▸ **Task requirements**
Type out the records that follow, exactly as given.

▸ **Supplied entries**
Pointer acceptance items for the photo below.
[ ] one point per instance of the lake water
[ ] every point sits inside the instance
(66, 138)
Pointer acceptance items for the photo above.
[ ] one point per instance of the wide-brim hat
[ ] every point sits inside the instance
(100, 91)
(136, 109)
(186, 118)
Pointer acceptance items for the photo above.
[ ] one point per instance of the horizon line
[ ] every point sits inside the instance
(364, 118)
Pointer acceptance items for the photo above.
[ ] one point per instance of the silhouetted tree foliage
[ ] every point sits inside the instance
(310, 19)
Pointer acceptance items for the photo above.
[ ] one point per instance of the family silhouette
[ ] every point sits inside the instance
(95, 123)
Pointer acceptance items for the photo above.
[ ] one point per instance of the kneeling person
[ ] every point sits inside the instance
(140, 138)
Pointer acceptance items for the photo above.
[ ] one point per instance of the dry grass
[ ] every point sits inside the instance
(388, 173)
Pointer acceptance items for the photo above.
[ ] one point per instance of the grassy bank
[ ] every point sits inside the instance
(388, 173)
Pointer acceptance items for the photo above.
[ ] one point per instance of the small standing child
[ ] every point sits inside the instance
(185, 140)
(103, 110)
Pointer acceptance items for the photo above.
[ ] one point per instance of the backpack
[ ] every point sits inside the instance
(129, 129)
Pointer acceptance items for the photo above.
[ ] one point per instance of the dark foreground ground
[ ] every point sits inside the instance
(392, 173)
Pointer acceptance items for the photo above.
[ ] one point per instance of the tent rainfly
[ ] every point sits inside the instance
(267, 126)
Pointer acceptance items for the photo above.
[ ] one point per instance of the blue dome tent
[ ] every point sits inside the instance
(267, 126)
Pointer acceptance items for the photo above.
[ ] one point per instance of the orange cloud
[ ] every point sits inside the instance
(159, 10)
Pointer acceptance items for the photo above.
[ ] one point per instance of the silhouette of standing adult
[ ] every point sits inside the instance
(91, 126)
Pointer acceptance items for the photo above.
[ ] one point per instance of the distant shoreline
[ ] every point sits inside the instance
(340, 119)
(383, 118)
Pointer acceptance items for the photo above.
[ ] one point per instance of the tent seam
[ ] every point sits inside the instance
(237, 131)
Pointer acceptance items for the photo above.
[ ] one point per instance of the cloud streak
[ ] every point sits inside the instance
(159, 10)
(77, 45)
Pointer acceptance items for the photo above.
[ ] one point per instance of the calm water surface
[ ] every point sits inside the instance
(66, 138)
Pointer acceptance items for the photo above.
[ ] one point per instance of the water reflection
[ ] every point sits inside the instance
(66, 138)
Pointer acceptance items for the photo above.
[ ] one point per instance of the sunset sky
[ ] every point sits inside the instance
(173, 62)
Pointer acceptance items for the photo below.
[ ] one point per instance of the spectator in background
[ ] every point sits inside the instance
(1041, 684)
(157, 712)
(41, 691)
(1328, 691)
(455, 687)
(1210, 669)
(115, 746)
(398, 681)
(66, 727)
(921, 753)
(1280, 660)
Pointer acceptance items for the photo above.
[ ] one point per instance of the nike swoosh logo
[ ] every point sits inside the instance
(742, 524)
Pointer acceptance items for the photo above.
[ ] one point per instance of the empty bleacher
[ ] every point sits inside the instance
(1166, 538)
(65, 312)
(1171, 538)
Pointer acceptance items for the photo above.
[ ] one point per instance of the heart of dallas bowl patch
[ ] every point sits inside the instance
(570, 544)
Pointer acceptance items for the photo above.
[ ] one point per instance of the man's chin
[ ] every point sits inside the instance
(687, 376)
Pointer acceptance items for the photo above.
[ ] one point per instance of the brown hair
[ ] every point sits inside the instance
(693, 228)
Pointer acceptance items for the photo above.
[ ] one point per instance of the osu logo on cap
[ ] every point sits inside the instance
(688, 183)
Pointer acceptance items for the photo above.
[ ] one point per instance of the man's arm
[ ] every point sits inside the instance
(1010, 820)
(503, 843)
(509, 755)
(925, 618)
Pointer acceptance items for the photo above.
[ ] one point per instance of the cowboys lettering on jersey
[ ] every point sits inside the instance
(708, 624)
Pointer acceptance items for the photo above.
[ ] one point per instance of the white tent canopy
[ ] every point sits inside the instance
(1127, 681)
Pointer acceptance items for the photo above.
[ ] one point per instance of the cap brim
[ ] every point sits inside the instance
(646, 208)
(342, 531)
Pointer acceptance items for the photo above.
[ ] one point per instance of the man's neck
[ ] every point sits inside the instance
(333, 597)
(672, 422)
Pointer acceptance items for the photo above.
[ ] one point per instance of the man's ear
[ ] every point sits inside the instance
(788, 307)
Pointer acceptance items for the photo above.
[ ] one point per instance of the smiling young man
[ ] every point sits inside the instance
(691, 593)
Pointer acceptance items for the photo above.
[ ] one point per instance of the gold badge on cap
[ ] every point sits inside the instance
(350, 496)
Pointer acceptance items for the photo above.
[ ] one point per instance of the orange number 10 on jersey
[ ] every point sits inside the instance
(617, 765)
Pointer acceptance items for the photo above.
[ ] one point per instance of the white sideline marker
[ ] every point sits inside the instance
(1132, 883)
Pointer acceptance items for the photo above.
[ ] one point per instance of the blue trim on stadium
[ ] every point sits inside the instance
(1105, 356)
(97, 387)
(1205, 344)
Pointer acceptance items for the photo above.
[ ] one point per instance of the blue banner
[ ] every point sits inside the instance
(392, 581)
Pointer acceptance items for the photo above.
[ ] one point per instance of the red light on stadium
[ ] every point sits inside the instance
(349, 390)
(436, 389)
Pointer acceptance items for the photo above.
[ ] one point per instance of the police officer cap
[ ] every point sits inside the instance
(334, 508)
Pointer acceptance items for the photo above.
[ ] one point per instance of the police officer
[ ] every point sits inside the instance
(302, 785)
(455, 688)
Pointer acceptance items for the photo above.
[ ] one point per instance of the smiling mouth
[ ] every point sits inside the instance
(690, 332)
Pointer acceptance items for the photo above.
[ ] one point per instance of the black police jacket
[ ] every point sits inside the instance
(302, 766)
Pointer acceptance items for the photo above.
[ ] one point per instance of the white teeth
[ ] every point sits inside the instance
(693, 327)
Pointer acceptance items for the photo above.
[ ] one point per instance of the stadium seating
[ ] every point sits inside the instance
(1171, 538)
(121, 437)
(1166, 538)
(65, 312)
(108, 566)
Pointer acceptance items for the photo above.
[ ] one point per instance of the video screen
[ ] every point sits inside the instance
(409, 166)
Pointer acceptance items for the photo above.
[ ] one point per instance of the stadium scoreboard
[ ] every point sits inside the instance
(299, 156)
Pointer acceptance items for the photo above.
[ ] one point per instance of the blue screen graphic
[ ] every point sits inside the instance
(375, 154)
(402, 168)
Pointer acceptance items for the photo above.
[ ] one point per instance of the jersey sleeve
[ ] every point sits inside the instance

▸ **Output for this exercise**
Pointer acceptance items for the photo below.
[ ] one point per instance of the lake water
[ ] every point sits inside the instance
(66, 138)
Pointer acceptance items for the photo above.
[ ] one point per instance of the wide-brim hat
[ ] every point sits inside the instance
(100, 91)
(136, 109)
(186, 118)
Pointer acceptance items for the photo above.
[ ] one point per instance of the horizon line
[ ] every point sits inside the instance
(364, 118)
Pointer acceptance items for the photo above.
[ ] one point per instance of the silhouetted tree foliage
[ ] every point sits inside the instance
(310, 19)
Pointer acceptance items for the photo above.
[ ] one point per instance of the family silhouette
[ ] every point sits inside the instance
(95, 123)
Pointer acceptance items for the photo above.
[ ] one point per instance of the kneeling person
[ ] every point sits inside the instance
(140, 138)
Pointer acceptance items for the photo above.
[ ] one point per instance of the dry grass
[ ] every point sits inside the instance
(388, 173)
Pointer acceptance items for the photo above.
[ ] one point per instance of the grassy bank
[ ] every point sits inside the instance
(388, 173)
Pointer acceptance items for the photo above.
[ ] one point per instance of the small standing child
[ ] every point sits inside the instance
(185, 140)
(103, 110)
Pointer acceptance items for the photo above.
[ ] one point per instance of the backpack
[ ] every point sits inside the instance
(129, 129)
Pointer acceptance items for the photo above.
[ ] one point per instance of the dark foreground ground
[ ] every point sits inside the instance
(392, 173)
Pointer acceptance items for the photo above.
[ ] one point per instance of the tent rainfly
[ ] every point sits inside the instance
(267, 126)
Pointer acceptance items for the photo above.
[ ] one point per instance of the blue dome tent
[ ] every point sits inside the instance
(267, 126)
Pointer acceptance items for the photo above.
[ ] one point per instance of the orange cloud
[ ] every point sits inside the instance
(159, 10)
Pointer acceptance items for the photo above.
[ ] one point per instance of the silhouette of standing adult
[ ] every point sits inside the instance
(91, 126)
Pointer acceptance items for the photo above.
[ ] one point per instance of the distant shoreline
[ ] every point sits inside the instance
(340, 119)
(383, 118)
Pointer acceptance items for the photo above.
[ ] one point per instance of the tent seam
[ ] every point sits inside the instance
(237, 131)
Pointer acceptance items for the photo above.
[ ] one point per instance of the cloud streak
[ ] every point sits inside the instance
(159, 10)
(77, 45)
Pointer acceptance items for the photo above.
[ ] one point per instance of the calm water surface
[ ] every point sits inside the instance
(66, 138)
Pointer acceptance items for the photo above.
[ ] one point per instance of the water reflection
[ ] every point sits inside the instance
(66, 138)
Pointer acceptance items for the photo above.
[ ] one point per instance of the sunset sky
[ ] every point sits inside the instance
(173, 62)
Pointer acceptance items for the photo below.
[ ] one point per instance of the spectator in background
[ ] every point sits inside the instance
(1041, 684)
(157, 712)
(41, 691)
(1328, 691)
(455, 687)
(1210, 669)
(115, 746)
(398, 681)
(66, 727)
(921, 753)
(1280, 660)
Pointer acceptance items for the photo above.
[ ] one point per instance of the nike swoosh logo
[ ] every point sits inside the instance
(742, 524)
Pointer acceptance items for the photo above.
[ ] one point per instance of the empty bleacher
[ ] every point sits inside the instance
(1166, 538)
(65, 312)
(1171, 538)
Pointer acceptance items for the photo above.
[ ] one point per instance of the heart of dallas bowl patch
[ ] every point sits inside the instance
(570, 544)
Pointer acceptance items for the photo above.
[ ] one point per instance of the man's chin
[ ] every point sits inside the instance
(687, 376)
Pointer acceptance items for the photo above.
[ ] one point per instance of the brown hair
[ ] every point sits inside the instance
(693, 228)
Pointer acceptance items for the photo above.
[ ] one point per instance of the osu logo on cap
[ ] every point sits inside the instance
(688, 183)
Pointer acceptance items for the photo above.
[ ] one point per instance of the man's arm
[ ] every point sits inside the instance
(1010, 820)
(503, 843)
(509, 755)
(925, 618)
Pointer acceptance items for the photo above.
[ ] one point per instance of the cowboys lettering on jersey
[ ] every point sits inside the instance
(708, 624)
Pointer acceptance items for the photo above.
[ ] one point per instance of the white tent canopy
[ ] every point sits inside the instance
(1127, 681)
Pointer acceptance items for the photo above.
[ ] one point per instance of the cap brim
[ ] every point sits inside the instance
(646, 208)
(342, 531)
Pointer acceptance items for the photo above.
[ ] one point per instance of the man's neck
[ ] every point sits inside the instance
(333, 597)
(672, 422)
Pointer acceptance items for the photo above.
[ ] one point per instance of the man's ear
[ ] every point sits inside the instance
(788, 307)
Pointer acceptance items for the photo above.
[ ] one point per instance of the smiling young man
[ ] every point sits inside the instance
(691, 593)
Pointer acceptance items for the photo above.
[ ] one point per instance of the gold badge on cap
[ ] every point sits inside the instance
(350, 496)
Pointer acceptance items for the photo above.
[ ] one point per instance of the orange number 10 on jersey
[ ] every point sits inside the instance
(617, 765)
Pointer acceptance items for the photo above.
[ ] one point per instance of the white sideline marker
[ ] every point sits inside the instance
(1132, 883)
Pointer acceptance items for the photo above.
[ ] one point per instance of the blue trim on stadium
[ ] every point sits inside the instance
(1105, 356)
(97, 387)
(1205, 344)
Pointer acceptance items for the photo above.
[ ] one point per instance of the blue banner
[ ] every point sits inside the instance
(392, 581)
Pointer acceptance items for the photo above.
[ ] one point per instance of the red light on stadium
[ ] every point sits inside the instance
(349, 390)
(436, 389)
Pointer acceptance items for the photo above.
[ ] one point per instance of the police officer cap
[ ] every point sits inside the instance
(334, 508)
Pointer acceptance items for the photo above.
[ ] one point per instance of the police officer
[ ] every point sits inside the instance
(302, 785)
(455, 688)
Pointer acceptance items for the photo above.
[ ] one point per instance of the smiling mouth
[ ] every point sits inside the instance
(690, 332)
Pointer acceptance items for the photo above.
[ ] one point per instance of the black police jacket
[ ] every point sits inside the instance
(302, 766)
Pointer acceptance items for the photo above.
[ ] one point per instance of the white teeth
[ ] every point sits inside the instance
(693, 327)
Pointer acceptance items for the photo above.
[ ] one point per instance of the stadium seating
[ ] every point sits inside the instance
(1171, 538)
(121, 437)
(1166, 538)
(65, 312)
(108, 566)
Pointer acceptance items for the photo above.
[ ] one point per instance of the video screen
[ ] every point sits inside the instance
(409, 166)
Pointer acceptance items for the photo above.
[ ] one point per instance of the stadium scoreboard
[ ] every point sits inside the instance
(299, 156)
Pointer acceptance items for the photo above.
[ ] one point per instance of the blue screen graphic
[ ] every point sits inside the instance
(375, 154)
(402, 168)
Pointer acceptance items for the photo above.
[ ] one point per instance of the jersey sleeve
[ ] every point sits inside the instance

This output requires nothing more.